Records from a collection
==================================================
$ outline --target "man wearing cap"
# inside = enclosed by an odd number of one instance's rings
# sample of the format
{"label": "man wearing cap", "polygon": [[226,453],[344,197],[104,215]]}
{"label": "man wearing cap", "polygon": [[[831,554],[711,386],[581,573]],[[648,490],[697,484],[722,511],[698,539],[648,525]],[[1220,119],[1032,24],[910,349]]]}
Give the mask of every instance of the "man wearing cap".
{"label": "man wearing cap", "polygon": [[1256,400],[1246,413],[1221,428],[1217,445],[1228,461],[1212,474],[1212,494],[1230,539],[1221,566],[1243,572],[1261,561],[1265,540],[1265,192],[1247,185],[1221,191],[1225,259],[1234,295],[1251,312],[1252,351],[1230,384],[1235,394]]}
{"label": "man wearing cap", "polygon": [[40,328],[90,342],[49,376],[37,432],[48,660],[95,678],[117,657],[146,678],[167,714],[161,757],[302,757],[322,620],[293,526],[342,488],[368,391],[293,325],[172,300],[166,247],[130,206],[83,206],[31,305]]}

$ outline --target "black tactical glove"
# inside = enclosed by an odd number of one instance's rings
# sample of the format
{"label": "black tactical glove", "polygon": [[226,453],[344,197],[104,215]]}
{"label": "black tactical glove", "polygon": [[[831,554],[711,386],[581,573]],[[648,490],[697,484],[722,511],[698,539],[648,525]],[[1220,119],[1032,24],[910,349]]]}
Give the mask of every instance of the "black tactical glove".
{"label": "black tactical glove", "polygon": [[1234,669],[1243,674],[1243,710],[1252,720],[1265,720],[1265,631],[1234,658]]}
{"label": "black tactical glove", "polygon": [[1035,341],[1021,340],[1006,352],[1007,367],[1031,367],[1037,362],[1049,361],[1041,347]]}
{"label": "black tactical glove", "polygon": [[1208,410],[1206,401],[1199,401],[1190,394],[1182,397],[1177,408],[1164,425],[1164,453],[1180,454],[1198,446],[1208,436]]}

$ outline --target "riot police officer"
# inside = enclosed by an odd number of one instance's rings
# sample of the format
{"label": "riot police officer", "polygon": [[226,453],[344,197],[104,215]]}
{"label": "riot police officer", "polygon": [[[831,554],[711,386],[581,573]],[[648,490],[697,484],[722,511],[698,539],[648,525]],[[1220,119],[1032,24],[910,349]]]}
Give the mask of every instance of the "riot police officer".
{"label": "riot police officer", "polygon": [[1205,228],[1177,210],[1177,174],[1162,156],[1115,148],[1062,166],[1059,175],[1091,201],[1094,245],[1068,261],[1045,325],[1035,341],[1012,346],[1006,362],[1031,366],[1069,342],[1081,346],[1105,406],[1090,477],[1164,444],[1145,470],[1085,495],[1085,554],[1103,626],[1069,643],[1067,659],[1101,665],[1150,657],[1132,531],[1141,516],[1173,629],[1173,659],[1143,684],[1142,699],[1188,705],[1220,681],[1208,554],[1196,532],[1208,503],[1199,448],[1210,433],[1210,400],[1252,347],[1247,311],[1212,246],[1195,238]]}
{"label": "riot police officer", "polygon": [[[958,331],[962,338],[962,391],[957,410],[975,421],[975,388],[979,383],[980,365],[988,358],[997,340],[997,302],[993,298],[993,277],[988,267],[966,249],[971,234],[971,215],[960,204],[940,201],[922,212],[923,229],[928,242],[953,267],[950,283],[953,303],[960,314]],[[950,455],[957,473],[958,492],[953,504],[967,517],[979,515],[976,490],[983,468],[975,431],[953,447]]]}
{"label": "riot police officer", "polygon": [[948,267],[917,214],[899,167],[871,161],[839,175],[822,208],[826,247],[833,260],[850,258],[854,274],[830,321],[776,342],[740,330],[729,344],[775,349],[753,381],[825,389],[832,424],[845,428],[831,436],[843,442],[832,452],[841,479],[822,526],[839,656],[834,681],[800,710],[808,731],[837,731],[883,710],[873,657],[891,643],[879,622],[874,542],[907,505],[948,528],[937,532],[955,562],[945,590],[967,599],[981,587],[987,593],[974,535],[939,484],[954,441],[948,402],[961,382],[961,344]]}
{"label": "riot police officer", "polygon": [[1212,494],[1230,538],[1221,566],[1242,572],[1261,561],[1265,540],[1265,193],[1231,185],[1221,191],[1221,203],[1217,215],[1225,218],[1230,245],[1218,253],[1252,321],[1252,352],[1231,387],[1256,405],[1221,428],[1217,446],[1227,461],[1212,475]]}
==================================================
In full and without error, transcribe each of the entries.

Response area |
$ outline --target "man wearing cap"
# inside = enclosed by an odd number of one instance's rings
# sample of the format
{"label": "man wearing cap", "polygon": [[226,453],[344,197],[104,215]]}
{"label": "man wearing cap", "polygon": [[[831,554],[711,386],[581,573]],[[648,490],[697,484],[722,511],[698,539],[648,525]],[[1220,119],[1032,24],[910,349]]]}
Give the mask of every instance of the "man wearing cap".
{"label": "man wearing cap", "polygon": [[1256,400],[1246,413],[1221,428],[1217,445],[1228,461],[1212,474],[1212,494],[1230,539],[1221,566],[1243,572],[1261,561],[1265,540],[1265,192],[1247,185],[1221,191],[1225,259],[1234,295],[1251,312],[1252,351],[1230,384],[1235,394]]}
{"label": "man wearing cap", "polygon": [[40,328],[90,342],[49,376],[37,432],[48,660],[95,678],[117,657],[146,678],[167,714],[161,757],[302,757],[322,620],[293,526],[342,488],[368,391],[293,325],[172,300],[166,247],[130,206],[83,206],[31,305]]}

$ outline --target "black tactical glove"
# inside = enclosed by an odd number of one instance's rings
# sample of the format
{"label": "black tactical glove", "polygon": [[226,453],[344,197],[104,215]]}
{"label": "black tactical glove", "polygon": [[[831,554],[711,386],[581,573]],[[648,490],[697,484],[722,511],[698,539],[648,525]],[[1220,119],[1032,24],[910,349]]]}
Give the mask of every instance of the "black tactical glove".
{"label": "black tactical glove", "polygon": [[1234,669],[1243,674],[1243,710],[1252,720],[1265,720],[1265,631],[1234,658]]}
{"label": "black tactical glove", "polygon": [[1035,341],[1021,340],[1006,352],[1007,367],[1031,367],[1037,362],[1049,361],[1041,347]]}
{"label": "black tactical glove", "polygon": [[1208,410],[1206,401],[1199,401],[1190,394],[1182,397],[1177,408],[1164,425],[1164,453],[1180,454],[1198,446],[1208,436]]}

$ outline --target "riot police officer"
# inside = enclosed by an odd number of one instance's rings
# sample of the format
{"label": "riot police officer", "polygon": [[226,453],[344,197],[104,215]]}
{"label": "riot police officer", "polygon": [[[831,554],[711,386],[581,573]],[[648,490],[697,484],[722,511],[698,539],[648,525]],[[1220,119],[1032,24],[910,349]]]}
Give the mask of every instance of the "riot police officer".
{"label": "riot police officer", "polygon": [[1205,228],[1177,210],[1177,174],[1162,156],[1115,148],[1062,166],[1059,175],[1091,201],[1094,245],[1068,261],[1045,325],[1035,341],[1012,346],[1006,362],[1031,366],[1069,342],[1081,346],[1105,406],[1090,477],[1164,444],[1145,470],[1085,495],[1085,554],[1103,626],[1069,643],[1067,659],[1101,665],[1150,657],[1132,531],[1141,516],[1173,629],[1173,659],[1143,684],[1142,699],[1188,705],[1220,681],[1208,554],[1196,532],[1208,503],[1199,448],[1210,433],[1210,400],[1252,347],[1247,311],[1212,246],[1195,238]]}
{"label": "riot police officer", "polygon": [[[958,331],[962,338],[962,391],[957,410],[975,421],[975,388],[979,383],[980,365],[988,358],[997,340],[997,302],[993,298],[993,277],[988,267],[966,249],[971,234],[971,215],[960,204],[940,201],[922,212],[923,229],[928,242],[953,267],[950,283],[953,303],[960,314]],[[950,455],[957,473],[958,492],[953,504],[967,517],[979,515],[976,490],[983,468],[975,431],[953,447]]]}
{"label": "riot police officer", "polygon": [[948,267],[917,214],[899,167],[871,161],[839,175],[822,208],[826,247],[833,260],[850,258],[854,274],[830,321],[776,342],[740,330],[729,344],[775,349],[753,381],[825,389],[832,424],[845,428],[831,436],[843,442],[832,452],[841,479],[822,526],[839,656],[834,681],[800,710],[808,731],[837,731],[883,710],[873,657],[891,643],[879,622],[874,542],[907,505],[948,528],[937,532],[955,562],[945,590],[967,599],[981,587],[987,593],[974,535],[939,484],[954,441],[948,402],[961,382],[961,344]]}
{"label": "riot police officer", "polygon": [[1212,494],[1230,538],[1221,566],[1242,572],[1261,561],[1265,540],[1265,193],[1231,185],[1221,191],[1221,203],[1217,215],[1225,218],[1230,245],[1218,253],[1252,321],[1252,352],[1231,387],[1256,405],[1221,428],[1217,446],[1227,461],[1212,475]]}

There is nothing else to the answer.